When you restate the data, keep every word as it is and drop the images.

====================

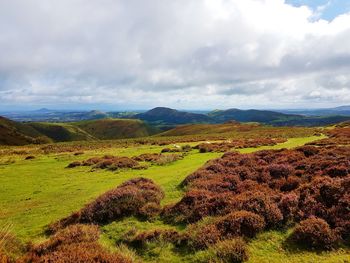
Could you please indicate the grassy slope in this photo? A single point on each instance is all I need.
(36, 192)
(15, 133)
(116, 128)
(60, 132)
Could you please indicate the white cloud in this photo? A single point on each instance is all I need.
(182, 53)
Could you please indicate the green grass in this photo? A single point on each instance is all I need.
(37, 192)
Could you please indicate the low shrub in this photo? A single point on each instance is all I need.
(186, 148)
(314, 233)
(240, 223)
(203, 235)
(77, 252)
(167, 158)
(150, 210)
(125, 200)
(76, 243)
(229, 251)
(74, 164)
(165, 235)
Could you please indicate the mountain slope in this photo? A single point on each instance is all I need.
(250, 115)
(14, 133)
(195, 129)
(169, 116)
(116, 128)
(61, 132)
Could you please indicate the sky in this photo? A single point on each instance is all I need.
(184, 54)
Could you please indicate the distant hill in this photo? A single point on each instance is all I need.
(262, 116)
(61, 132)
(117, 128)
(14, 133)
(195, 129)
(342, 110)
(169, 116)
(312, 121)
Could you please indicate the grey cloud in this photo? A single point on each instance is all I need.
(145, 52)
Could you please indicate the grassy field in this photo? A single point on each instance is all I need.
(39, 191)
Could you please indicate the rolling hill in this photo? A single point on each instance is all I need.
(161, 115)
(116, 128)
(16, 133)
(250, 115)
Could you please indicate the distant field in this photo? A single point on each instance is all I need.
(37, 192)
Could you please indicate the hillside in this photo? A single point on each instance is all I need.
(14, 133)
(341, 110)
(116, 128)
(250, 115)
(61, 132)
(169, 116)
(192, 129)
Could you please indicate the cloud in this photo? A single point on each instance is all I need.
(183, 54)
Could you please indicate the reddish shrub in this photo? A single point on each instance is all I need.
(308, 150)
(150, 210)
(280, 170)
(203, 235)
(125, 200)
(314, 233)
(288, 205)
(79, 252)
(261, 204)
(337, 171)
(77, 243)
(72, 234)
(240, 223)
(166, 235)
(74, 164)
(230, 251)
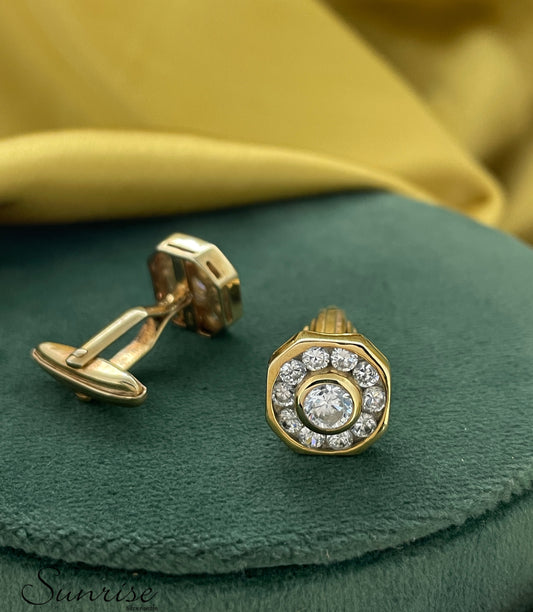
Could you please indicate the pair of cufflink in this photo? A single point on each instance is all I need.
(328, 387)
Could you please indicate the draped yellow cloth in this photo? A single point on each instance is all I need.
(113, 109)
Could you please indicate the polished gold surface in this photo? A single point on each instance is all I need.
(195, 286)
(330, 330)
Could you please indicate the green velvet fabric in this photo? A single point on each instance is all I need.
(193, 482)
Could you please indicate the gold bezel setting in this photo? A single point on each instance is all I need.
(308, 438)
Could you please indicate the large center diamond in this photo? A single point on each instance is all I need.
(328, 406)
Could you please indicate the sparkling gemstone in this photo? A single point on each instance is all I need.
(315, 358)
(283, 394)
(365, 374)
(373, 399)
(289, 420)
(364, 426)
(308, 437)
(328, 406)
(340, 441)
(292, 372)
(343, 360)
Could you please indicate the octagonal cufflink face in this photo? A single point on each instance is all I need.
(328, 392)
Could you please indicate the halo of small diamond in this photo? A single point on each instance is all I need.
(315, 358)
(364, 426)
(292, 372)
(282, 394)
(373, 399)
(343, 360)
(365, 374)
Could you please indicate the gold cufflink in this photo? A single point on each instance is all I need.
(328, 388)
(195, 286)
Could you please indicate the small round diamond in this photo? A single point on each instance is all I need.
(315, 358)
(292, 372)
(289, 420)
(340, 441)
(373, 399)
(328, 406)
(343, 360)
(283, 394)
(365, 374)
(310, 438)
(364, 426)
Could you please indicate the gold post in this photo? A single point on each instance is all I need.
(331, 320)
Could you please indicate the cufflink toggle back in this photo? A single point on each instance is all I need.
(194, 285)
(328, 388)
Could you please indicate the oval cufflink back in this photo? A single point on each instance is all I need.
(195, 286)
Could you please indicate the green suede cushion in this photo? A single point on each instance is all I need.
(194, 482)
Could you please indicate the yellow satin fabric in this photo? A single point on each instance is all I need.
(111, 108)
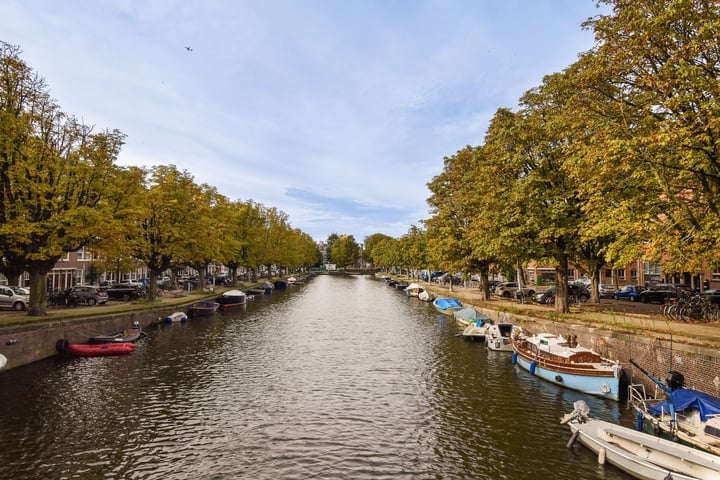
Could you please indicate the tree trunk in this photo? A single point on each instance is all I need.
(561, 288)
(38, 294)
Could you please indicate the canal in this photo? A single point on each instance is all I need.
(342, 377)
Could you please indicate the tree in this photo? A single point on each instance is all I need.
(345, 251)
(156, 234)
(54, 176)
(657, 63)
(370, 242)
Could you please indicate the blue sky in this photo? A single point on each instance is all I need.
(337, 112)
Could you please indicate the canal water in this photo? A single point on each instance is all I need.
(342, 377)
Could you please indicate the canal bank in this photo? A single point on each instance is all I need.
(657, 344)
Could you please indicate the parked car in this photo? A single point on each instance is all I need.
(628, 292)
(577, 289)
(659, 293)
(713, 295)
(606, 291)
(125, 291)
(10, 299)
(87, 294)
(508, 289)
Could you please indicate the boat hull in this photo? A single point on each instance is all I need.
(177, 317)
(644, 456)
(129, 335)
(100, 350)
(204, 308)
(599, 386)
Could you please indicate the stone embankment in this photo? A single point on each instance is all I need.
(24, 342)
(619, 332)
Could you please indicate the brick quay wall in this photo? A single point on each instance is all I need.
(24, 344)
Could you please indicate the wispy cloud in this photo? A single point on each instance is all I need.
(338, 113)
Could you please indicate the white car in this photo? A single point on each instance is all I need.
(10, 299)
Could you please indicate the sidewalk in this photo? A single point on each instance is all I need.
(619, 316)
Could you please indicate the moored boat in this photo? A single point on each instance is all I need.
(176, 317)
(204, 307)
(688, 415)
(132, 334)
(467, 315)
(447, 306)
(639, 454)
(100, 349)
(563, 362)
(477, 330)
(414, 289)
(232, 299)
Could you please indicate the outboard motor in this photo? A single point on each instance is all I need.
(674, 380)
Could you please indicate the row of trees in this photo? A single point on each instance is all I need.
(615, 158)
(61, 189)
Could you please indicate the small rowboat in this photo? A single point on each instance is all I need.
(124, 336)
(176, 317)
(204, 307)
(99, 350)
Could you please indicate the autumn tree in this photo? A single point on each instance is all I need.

====================

→ OUTPUT FOR THIS EXERCISE:
Could you please indicate the grassy slope in this photo? A single point on each instance is all I need.
(36, 192)
(15, 133)
(116, 128)
(60, 132)
Could you please indicate the white cloud in this photo? A single point on each instance is all I need.
(182, 53)
Could you please indicate the green grass in this photo? A single point on each instance is all I need.
(37, 192)
Could you please indicate the low shrub in this photo? A single point on each instance is all I need.
(186, 148)
(314, 233)
(240, 223)
(203, 235)
(77, 252)
(167, 158)
(150, 210)
(125, 200)
(76, 243)
(229, 251)
(74, 164)
(165, 235)
Could you please indicate the mountain slope in this photo? A single point on each instance is all I need.
(250, 115)
(14, 133)
(195, 129)
(169, 116)
(116, 128)
(61, 132)
Could you please indicate the sky in this photo? A single point on each instance is all I need.
(184, 54)
Could you please indicate the distant hill in this photo? A single point on each instance is all I need.
(262, 116)
(61, 132)
(117, 128)
(14, 133)
(195, 129)
(342, 110)
(169, 116)
(312, 121)
Could you please indicate the grey cloud in this photo? A single point on each instance is all I need.
(145, 52)
Could you please indicate the grassy field in this photo? A single point on each instance is all I need.
(39, 191)
Could you please indicate the rolling hill in this photo? A single point on each instance is all I need.
(161, 115)
(116, 128)
(16, 133)
(250, 115)
Could you please indicate the distant field in this photo? A single point on each instance is all I need.
(37, 192)
Could you please indicate the hillside in this photo? A single point on each instance is all I need.
(14, 133)
(341, 110)
(116, 128)
(250, 115)
(61, 132)
(169, 116)
(192, 129)
Could you please indicate the cloud in this photo? A single point on each instance is all I need.
(183, 54)
Could you please indicate the reddish shrub in this photo? A single point on each instance is all I need.
(308, 150)
(150, 210)
(280, 170)
(203, 235)
(125, 200)
(314, 233)
(288, 205)
(79, 252)
(261, 204)
(337, 171)
(77, 243)
(72, 234)
(240, 223)
(166, 235)
(74, 164)
(230, 251)
Could you please indicate the pair of cufflink in this photo? A single point on each instance is all I need.
(328, 387)
Could you please indicate the draped yellow cloth in this photo? A single point on each instance is all I need.
(113, 109)
Could you please indicate the polished gold surface in this photo? A single point on each instance is all I need.
(195, 286)
(330, 330)
Could you please indicate the green velvet fabric in this photo? A single point on each instance is all I need.
(193, 482)
Could you please indicate the gold bezel setting in this photo? A single point on each instance is all I need.
(308, 438)
Could you please indicate the large center diamond in this photo? A single point on each instance is all I need.
(328, 406)
Could you please indicate the sparkling gemstone in this photo? A single point on each instance is all I need.
(315, 358)
(283, 394)
(365, 374)
(373, 399)
(289, 420)
(364, 426)
(308, 437)
(328, 406)
(340, 441)
(292, 372)
(343, 360)
Could you please indicate the octagonal cufflink face in this photo? A single point on each instance is all I need.
(328, 392)
Could you please indicate the halo of small diamond in this photo? A single point on each instance is all I need.
(315, 358)
(364, 426)
(292, 372)
(282, 394)
(373, 399)
(343, 360)
(365, 374)
Could you please indicate the gold cufflink in this photo? A single point on each instance is all I need.
(328, 388)
(195, 286)
Could you please indicate the small round diamond in this photo? A single point on each instance is all I need.
(315, 358)
(292, 372)
(289, 420)
(340, 441)
(373, 399)
(328, 406)
(343, 360)
(283, 394)
(365, 374)
(310, 438)
(364, 426)
Could you please indicate the gold post in this photo? A single point on each instance is all I need.
(331, 320)
Could you please indicate the cufflink toggle back in this photo? A single point on each instance is all I need.
(194, 285)
(328, 388)
Could you please indicate the oval cufflink back in this photo? A single point on each instance is all I need.
(195, 286)
Could you please indicate the green suede cushion in this photo? A single point on each instance is all I need.
(194, 482)
Could you please indicate the yellow satin fabric in this photo? A single point on each instance is all I need.
(111, 108)
Could you please indicate the tree trunk in this photo? A single point on each instance is all I need.
(561, 288)
(38, 294)
Could you please indicate the canal in this photo? A single point on each instance is all I need.
(342, 377)
Could you please indicate the tree in this photo? A single point on each instance is all I need.
(345, 251)
(156, 234)
(54, 176)
(657, 63)
(370, 242)
Could you please indicate the blue sky in this photo? A single point on each instance is all I need.
(337, 112)
Could you please indicate the canal water in this photo? A single point on each instance is all I need.
(342, 377)
Could you please indicate the canal bank in this photo? A single point on each instance is all I need.
(657, 344)
Could you please indicate the parked car in this photo? A single point on each instance is all I need.
(628, 292)
(577, 289)
(659, 293)
(713, 295)
(606, 291)
(125, 291)
(10, 299)
(87, 294)
(508, 289)
Could you please indicate the boat hull in this photo? A single point on each instance is all I need.
(177, 317)
(644, 456)
(129, 335)
(100, 350)
(204, 308)
(599, 386)
Could you please indicate the stone embankment in this photo? A single point on each instance is all I need.
(24, 342)
(619, 332)
Could you please indicate the brick quay wall in this photo? A single point on each instance is all I need.
(24, 344)
Could you please indicate the wispy cloud in this photo? A single point on each instance is all I need.
(338, 113)
Could you please indicate the white car in this photo? A single point on each instance is all I need.
(10, 299)
Could you please indicate the sidewalk in this photo? A single point on each instance is all I need.
(619, 316)
Could you please indicate the moored boat in this photo? A single point on each instance is all I need.
(176, 317)
(204, 307)
(688, 415)
(132, 334)
(467, 315)
(447, 306)
(639, 454)
(100, 349)
(563, 362)
(477, 330)
(414, 289)
(232, 299)
Could you please indicate the outboard motor in this photo? A single point on each instance is all I need.
(674, 380)
Could you please indicate the row of trees in this photo? A single point on each instance is all I need.
(615, 158)
(61, 189)
Could you please indicate the small rowboat in this photo? A single point on each instance is all I need.
(124, 336)
(176, 317)
(204, 307)
(99, 350)
Could you please indicate the autumn tree in this photo? A single point on each instance is all I need.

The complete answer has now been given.